**TASK:** Please copy the lines from the one containing "5. Determine the location of the forest" through the end of the items, swapping "forest" for "woodland" and leaving everything else as it stands.

**THE DATA:**

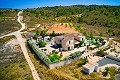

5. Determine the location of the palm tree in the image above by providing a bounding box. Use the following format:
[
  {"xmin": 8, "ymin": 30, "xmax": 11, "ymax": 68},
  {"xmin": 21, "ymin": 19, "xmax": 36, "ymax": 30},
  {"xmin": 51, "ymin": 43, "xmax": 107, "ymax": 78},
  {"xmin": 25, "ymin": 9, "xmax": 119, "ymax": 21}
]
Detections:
[
  {"xmin": 40, "ymin": 30, "xmax": 47, "ymax": 41},
  {"xmin": 99, "ymin": 33, "xmax": 103, "ymax": 38}
]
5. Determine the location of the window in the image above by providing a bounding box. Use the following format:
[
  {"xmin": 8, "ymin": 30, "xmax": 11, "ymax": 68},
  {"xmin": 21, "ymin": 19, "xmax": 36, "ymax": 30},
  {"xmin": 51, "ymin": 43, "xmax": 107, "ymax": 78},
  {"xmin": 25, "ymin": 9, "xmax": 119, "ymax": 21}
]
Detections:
[
  {"xmin": 69, "ymin": 41, "xmax": 70, "ymax": 44},
  {"xmin": 60, "ymin": 40, "xmax": 62, "ymax": 42},
  {"xmin": 82, "ymin": 38, "xmax": 83, "ymax": 40}
]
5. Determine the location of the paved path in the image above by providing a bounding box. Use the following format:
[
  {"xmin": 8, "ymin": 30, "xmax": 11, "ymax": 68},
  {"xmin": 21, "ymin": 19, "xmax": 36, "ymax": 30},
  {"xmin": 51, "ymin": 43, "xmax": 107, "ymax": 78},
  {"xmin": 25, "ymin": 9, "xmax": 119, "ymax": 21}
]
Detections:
[{"xmin": 0, "ymin": 11, "xmax": 40, "ymax": 80}]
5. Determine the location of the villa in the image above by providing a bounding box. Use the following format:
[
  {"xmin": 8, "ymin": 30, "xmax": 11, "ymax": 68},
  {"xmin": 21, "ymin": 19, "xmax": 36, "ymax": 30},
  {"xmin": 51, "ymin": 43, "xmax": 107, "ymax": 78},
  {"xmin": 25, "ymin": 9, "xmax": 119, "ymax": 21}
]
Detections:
[{"xmin": 54, "ymin": 33, "xmax": 85, "ymax": 51}]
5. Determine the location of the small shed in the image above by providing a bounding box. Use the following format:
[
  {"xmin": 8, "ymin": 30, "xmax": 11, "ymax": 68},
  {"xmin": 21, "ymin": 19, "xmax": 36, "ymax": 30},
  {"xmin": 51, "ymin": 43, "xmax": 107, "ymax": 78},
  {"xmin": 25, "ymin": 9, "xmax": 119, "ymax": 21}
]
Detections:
[{"xmin": 83, "ymin": 63, "xmax": 98, "ymax": 74}]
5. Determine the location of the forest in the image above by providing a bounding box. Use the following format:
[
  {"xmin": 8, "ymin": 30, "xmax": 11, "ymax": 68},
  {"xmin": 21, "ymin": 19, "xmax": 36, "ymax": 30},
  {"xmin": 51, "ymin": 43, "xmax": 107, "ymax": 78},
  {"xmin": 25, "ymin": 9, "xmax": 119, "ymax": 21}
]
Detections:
[{"xmin": 25, "ymin": 5, "xmax": 120, "ymax": 28}]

**TASK ANSWER:**
5. Determine the location of the woodland in the image above by providing a bounding box. Use the following format:
[
  {"xmin": 8, "ymin": 30, "xmax": 11, "ymax": 68},
  {"xmin": 21, "ymin": 19, "xmax": 36, "ymax": 30},
  {"xmin": 51, "ymin": 43, "xmax": 107, "ymax": 78},
  {"xmin": 25, "ymin": 9, "xmax": 119, "ymax": 21}
]
Detections:
[{"xmin": 25, "ymin": 5, "xmax": 120, "ymax": 28}]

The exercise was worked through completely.